Given instruction 1: In the Irish Champion Stakes text, why did Ballydoyle declare Mastercraftsman as well as Fame And Glory for the race? Answer in one to three sentences.

--- begin Text extract ---

The Irish Champion Stakes - A Glorious Homecoming
Throughout the season John Oxx had stated again and again that he felt Sea The Stars needed genuine fast ground to be seen at his very best and would not risk the colt underperforming by running him on unsuitable ground, a point he illustrated by withdrawing him from the Irish Derby. So, when the Tattersalls Millions Irish Champion Stakes was declared as Sea The Stars next target after York, plenty of cynical Irishmen expressed their doubt about the colts participation such was the inclement nature the Irish weather. Those doubts were borne out in no uncertain terms in the week building up to the race with the rain bucketing down at the South Dublin track. Blogs emerged on the internet solely to monitor the weather at the track and it was all anyone involved in Irish racing could talk about. Everyone knew that this would in all likelihood be the final chance racegoers would have to see this great horse race on Irish soil and everyone was willing the weather to play its part in making it happen. Leopardstown did everything they possibly could to entice Oxx into running, with them deserving particular praise for deciding at short notice to divide the racetrack into two separate courses, running half the races on each course in a bid to ensure the best possible racing surface for the feature event. Despite seemingly the entire Irish racing nation resigning themselves to the horse not running in the days leading up to the race, Oxx decided that the good-to-yielding ground was just good enough for him to let his colt take his chance. However, Ballydoyle clearly felt that the Champion would be at his most vulnerable on the prevailing surface and they surprisingly declared not only Fame And Glory, but also the four-time Group 1-winner Mastercraftsman in a bid to get the better of Sea The Stars. The scene was most definitely set for arguably the most anticipated Flat race on Irish soil in decades.

--- end Text extract ---

Given instruction 2: Please turn the stretch from the first of the rows below through the line that contains "429 212 L 468" into a numbered list, skipping blank lines and leaving the pictures out.

--- begin Listing ---

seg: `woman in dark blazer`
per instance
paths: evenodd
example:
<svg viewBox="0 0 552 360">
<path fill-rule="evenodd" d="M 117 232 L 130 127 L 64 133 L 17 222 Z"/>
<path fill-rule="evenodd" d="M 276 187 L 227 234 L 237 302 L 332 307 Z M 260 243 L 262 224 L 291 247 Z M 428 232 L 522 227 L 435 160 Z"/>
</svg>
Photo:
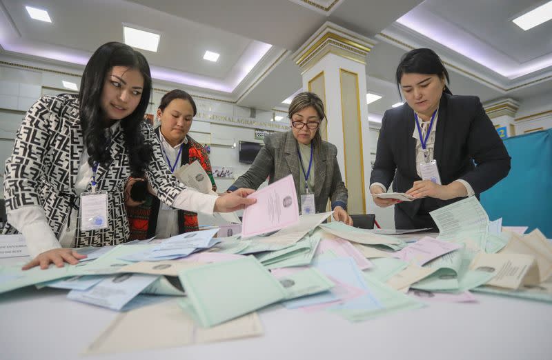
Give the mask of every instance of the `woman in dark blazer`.
<svg viewBox="0 0 552 360">
<path fill-rule="evenodd" d="M 429 212 L 468 196 L 479 198 L 508 174 L 510 157 L 479 98 L 450 92 L 448 73 L 433 50 L 403 56 L 396 80 L 406 102 L 382 120 L 371 192 L 386 192 L 393 181 L 395 192 L 424 197 L 374 201 L 381 207 L 395 204 L 397 229 L 433 228 Z M 432 163 L 438 175 L 422 177 L 422 168 Z"/>
<path fill-rule="evenodd" d="M 291 101 L 288 116 L 291 130 L 265 137 L 264 146 L 251 167 L 228 191 L 244 186 L 257 189 L 267 177 L 271 183 L 291 174 L 299 200 L 308 192 L 313 194 L 315 210 L 322 212 L 326 211 L 329 199 L 334 218 L 352 225 L 346 211 L 347 189 L 337 164 L 337 149 L 322 141 L 319 131 L 326 118 L 322 101 L 316 94 L 302 92 Z"/>
</svg>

--- end Listing ---

Result 1: Ballydoyle felt that Sea The Stars would be at his most vulnerable on the prevailing good-to-yielding ground. It declared both horses in a bid to get the better of him.

Result 2:
1. seg: `woman in dark blazer`
2. per instance
3. paths: evenodd
4. example:
5. <svg viewBox="0 0 552 360">
6. <path fill-rule="evenodd" d="M 117 232 L 130 127 L 64 133 L 17 222 Z"/>
7. <path fill-rule="evenodd" d="M 276 187 L 227 234 L 237 302 L 332 307 Z M 260 243 L 262 224 L 291 247 Z M 428 232 L 522 227 L 435 160 Z"/>
8. </svg>
9. Photo:
10. Give the mask of every instance of the `woman in dark blazer`.
11. <svg viewBox="0 0 552 360">
12. <path fill-rule="evenodd" d="M 429 212 L 468 196 L 479 198 L 508 174 L 510 157 L 479 98 L 450 92 L 448 73 L 433 50 L 403 56 L 396 80 L 406 102 L 382 120 L 371 192 L 386 192 L 393 181 L 395 192 L 424 197 L 374 201 L 381 207 L 395 204 L 397 229 L 433 228 Z M 432 163 L 438 175 L 422 177 L 422 168 Z"/>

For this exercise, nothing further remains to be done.